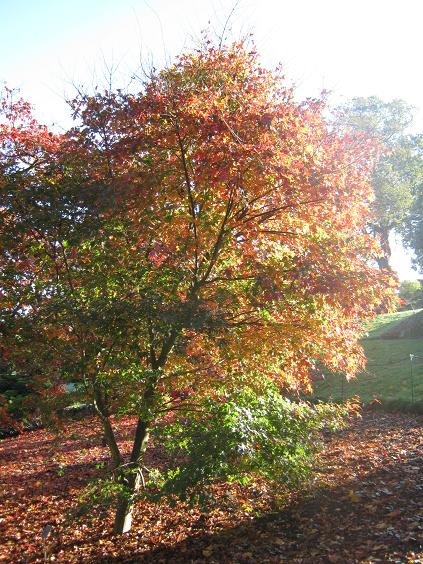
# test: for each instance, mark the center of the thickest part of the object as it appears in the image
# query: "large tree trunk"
(132, 480)
(383, 261)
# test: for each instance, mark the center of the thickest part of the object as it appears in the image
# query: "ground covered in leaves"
(364, 505)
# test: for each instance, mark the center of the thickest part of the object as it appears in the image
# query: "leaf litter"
(364, 504)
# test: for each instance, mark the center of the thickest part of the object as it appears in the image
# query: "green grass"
(389, 376)
(384, 322)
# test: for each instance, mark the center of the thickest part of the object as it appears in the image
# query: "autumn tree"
(397, 170)
(208, 232)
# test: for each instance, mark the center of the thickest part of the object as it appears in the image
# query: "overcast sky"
(350, 47)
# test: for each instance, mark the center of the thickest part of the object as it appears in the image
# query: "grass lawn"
(389, 377)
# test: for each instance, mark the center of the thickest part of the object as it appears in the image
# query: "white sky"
(351, 47)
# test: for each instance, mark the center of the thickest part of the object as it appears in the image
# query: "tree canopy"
(397, 171)
(205, 233)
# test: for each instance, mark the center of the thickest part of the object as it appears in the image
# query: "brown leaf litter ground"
(364, 505)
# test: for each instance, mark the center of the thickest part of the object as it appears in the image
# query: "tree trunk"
(383, 261)
(132, 481)
(125, 506)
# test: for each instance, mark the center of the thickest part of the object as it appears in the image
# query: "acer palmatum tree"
(223, 237)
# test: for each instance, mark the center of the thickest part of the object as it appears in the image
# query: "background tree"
(207, 233)
(397, 171)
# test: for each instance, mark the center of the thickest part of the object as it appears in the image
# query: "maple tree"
(206, 233)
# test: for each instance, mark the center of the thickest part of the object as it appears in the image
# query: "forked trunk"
(125, 506)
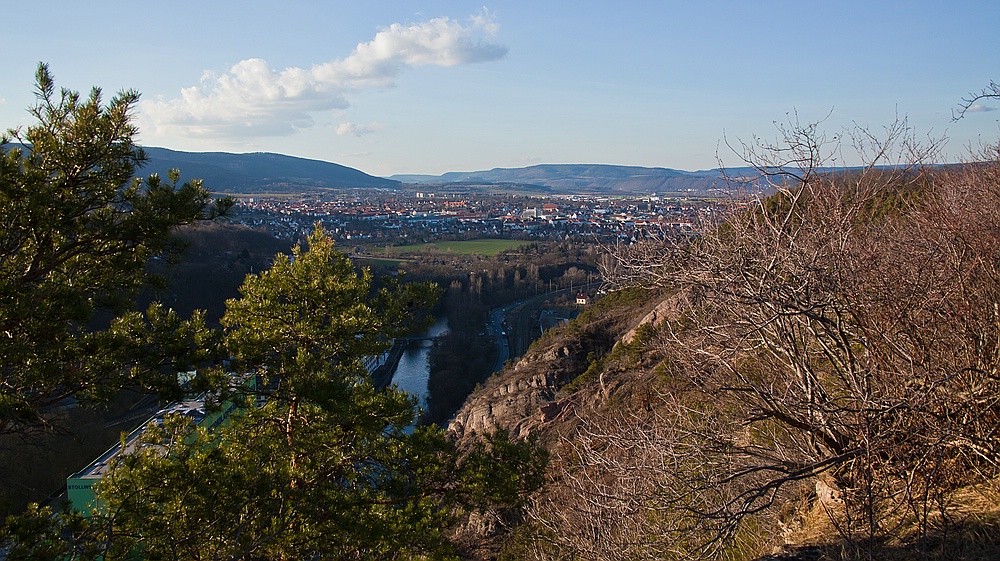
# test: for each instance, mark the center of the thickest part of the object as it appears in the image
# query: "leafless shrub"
(847, 326)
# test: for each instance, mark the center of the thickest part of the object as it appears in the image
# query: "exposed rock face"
(515, 399)
(522, 398)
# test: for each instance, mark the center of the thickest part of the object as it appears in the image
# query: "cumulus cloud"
(252, 99)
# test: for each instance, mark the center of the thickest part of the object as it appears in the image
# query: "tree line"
(323, 468)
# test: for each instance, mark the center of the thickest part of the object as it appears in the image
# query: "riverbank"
(382, 376)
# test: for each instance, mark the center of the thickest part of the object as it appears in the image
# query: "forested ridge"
(816, 374)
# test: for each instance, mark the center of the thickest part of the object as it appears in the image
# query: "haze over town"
(405, 87)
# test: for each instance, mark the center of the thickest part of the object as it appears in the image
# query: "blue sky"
(429, 87)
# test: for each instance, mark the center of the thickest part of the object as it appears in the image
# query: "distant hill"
(260, 172)
(589, 178)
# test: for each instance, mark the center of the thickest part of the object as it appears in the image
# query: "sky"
(393, 87)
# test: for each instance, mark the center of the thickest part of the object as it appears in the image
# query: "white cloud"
(353, 129)
(252, 99)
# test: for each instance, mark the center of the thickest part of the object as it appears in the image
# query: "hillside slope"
(260, 172)
(822, 372)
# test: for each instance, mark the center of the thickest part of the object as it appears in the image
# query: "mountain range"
(267, 173)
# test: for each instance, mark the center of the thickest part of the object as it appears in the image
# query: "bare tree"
(971, 101)
(847, 326)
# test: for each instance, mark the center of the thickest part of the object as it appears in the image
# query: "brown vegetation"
(833, 348)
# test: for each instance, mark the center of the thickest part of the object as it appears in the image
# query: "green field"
(486, 248)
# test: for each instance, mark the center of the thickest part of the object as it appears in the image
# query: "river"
(414, 365)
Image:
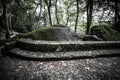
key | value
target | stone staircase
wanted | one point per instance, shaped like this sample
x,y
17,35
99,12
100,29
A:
x,y
59,50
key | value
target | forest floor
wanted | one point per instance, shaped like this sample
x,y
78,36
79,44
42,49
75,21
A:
x,y
107,68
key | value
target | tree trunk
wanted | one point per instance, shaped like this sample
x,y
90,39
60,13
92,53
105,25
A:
x,y
44,16
76,22
48,3
49,13
56,12
5,20
89,15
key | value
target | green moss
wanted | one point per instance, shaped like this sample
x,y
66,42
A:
x,y
47,33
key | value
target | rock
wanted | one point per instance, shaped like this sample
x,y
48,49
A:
x,y
91,38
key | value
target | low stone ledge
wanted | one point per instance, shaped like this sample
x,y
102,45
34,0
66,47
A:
x,y
58,46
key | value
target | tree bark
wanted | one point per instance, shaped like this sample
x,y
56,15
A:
x,y
89,14
76,22
48,3
5,20
56,12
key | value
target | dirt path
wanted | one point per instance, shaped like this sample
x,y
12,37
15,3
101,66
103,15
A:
x,y
81,69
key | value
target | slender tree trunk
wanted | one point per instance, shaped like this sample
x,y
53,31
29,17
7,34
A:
x,y
56,12
116,11
76,22
5,20
44,16
49,13
89,15
48,3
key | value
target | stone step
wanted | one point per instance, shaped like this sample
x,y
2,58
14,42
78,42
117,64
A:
x,y
58,46
24,54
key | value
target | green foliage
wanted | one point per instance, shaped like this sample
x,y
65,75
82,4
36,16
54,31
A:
x,y
105,32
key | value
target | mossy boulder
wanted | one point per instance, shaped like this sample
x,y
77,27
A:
x,y
50,34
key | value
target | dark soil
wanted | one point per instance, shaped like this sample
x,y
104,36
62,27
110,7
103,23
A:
x,y
81,69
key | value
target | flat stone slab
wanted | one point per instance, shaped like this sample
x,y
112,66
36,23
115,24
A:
x,y
64,55
53,46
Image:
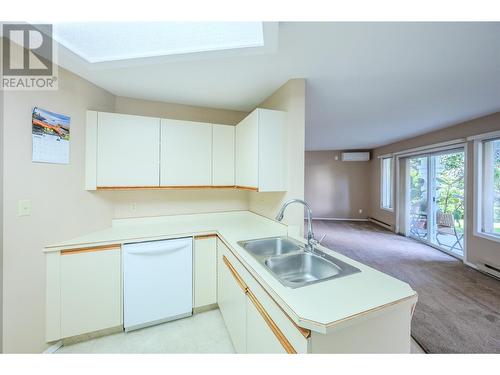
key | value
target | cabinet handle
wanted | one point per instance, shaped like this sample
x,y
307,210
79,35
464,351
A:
x,y
91,249
237,277
277,332
157,251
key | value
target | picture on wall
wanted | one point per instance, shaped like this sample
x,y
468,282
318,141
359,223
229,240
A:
x,y
50,134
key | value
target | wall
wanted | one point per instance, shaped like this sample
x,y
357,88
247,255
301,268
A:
x,y
61,208
336,188
170,202
177,111
477,248
1,211
290,98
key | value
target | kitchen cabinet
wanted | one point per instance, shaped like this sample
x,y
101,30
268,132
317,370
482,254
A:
x,y
223,155
139,152
261,151
231,297
90,290
261,338
205,271
186,153
126,150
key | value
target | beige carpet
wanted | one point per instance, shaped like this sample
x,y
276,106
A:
x,y
458,310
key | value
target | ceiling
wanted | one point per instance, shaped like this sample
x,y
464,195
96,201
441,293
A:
x,y
368,84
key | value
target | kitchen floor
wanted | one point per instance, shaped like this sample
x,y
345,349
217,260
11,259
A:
x,y
202,333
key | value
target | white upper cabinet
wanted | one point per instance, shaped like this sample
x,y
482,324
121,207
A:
x,y
186,153
223,155
128,150
261,151
247,151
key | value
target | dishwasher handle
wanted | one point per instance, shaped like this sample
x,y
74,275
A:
x,y
159,250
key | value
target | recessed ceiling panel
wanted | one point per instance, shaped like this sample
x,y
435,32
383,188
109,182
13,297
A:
x,y
112,41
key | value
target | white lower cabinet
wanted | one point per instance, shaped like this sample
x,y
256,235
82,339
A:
x,y
205,271
260,337
231,299
90,290
256,324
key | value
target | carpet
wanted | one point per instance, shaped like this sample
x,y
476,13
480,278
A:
x,y
458,308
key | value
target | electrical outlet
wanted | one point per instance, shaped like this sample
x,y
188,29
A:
x,y
24,207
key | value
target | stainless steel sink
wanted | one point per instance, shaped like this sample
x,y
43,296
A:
x,y
292,265
266,247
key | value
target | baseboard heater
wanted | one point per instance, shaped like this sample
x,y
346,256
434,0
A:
x,y
489,269
381,223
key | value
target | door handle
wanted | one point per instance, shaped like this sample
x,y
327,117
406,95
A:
x,y
156,251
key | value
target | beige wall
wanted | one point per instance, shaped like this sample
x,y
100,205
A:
x,y
478,249
336,188
60,207
177,111
290,98
164,202
1,212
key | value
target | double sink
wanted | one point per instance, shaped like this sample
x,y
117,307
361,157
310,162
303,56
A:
x,y
293,265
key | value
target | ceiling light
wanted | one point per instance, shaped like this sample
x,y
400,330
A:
x,y
111,41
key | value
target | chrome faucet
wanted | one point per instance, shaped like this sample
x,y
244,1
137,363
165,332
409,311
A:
x,y
311,242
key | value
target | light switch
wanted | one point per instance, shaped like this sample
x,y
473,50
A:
x,y
24,207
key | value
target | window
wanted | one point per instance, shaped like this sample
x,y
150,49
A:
x,y
490,189
386,186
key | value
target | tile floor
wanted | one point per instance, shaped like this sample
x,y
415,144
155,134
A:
x,y
202,333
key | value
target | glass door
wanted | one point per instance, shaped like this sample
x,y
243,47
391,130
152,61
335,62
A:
x,y
418,197
448,209
435,200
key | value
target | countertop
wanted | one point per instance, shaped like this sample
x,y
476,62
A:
x,y
317,307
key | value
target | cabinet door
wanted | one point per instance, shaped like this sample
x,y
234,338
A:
x,y
232,301
186,153
128,150
273,151
260,337
90,291
205,271
247,153
223,155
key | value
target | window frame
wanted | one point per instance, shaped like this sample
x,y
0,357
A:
x,y
383,179
479,201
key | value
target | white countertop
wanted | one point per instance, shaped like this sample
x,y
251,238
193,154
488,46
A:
x,y
317,307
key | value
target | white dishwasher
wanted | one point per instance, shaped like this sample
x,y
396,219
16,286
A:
x,y
157,282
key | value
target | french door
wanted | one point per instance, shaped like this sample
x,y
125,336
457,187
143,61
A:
x,y
435,194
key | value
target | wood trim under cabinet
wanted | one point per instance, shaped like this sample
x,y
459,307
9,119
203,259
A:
x,y
235,274
250,188
205,236
178,187
277,332
91,249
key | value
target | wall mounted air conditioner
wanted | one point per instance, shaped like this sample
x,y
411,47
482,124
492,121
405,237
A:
x,y
355,156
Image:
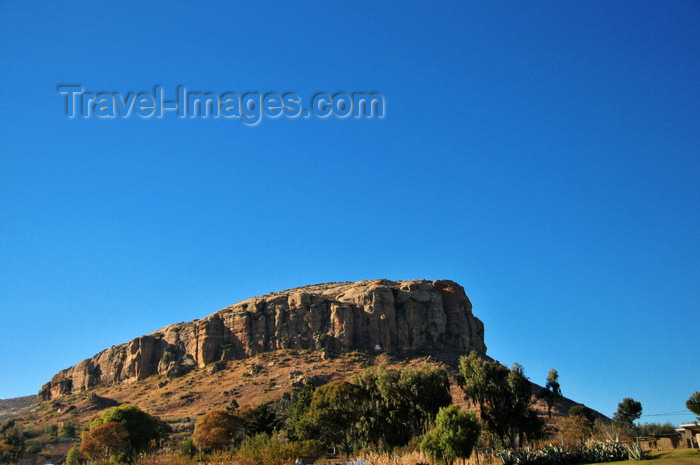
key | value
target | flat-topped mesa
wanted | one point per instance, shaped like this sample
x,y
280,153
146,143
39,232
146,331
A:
x,y
398,317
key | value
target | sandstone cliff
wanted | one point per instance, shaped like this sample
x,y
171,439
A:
x,y
401,317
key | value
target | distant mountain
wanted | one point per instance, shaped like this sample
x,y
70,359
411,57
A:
x,y
15,407
401,318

• Exercise requirements: Take each line above that holds the string "handle" and copy it.

• Reply to the exercise:
target | cabinet handle
target | dishwasher handle
target | door handle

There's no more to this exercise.